### Goal
Rewrite all of the lines below, swapping "tab character" for "single space" everywhere and keeping everything else the same. Leave the pictures out of your answer.

Lines taken from a collection:
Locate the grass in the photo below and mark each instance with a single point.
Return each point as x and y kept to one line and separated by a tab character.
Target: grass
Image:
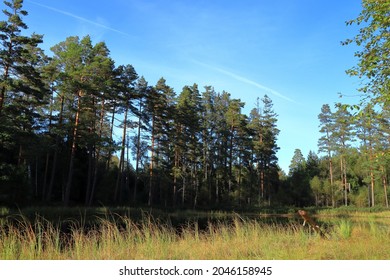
119	237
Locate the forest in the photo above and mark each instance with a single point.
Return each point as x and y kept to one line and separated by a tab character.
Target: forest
78	129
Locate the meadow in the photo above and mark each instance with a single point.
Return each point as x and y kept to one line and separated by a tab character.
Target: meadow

### Correct result
Locate the grass in the photo below and mark each instance with a single point.
Return each point as x and y kept to one line and separated by a single space.
Target: grass
Image:
119	237
Locate the forest in the photo above and mark each instance with a single point.
Return each point as x and y kept to one line and separated by a single space.
Target: forest
78	129
Locate the meadow in the photo above and mark each instance with a single point.
Return each point as x and y kept to one line and separated by a single space.
Target: meadow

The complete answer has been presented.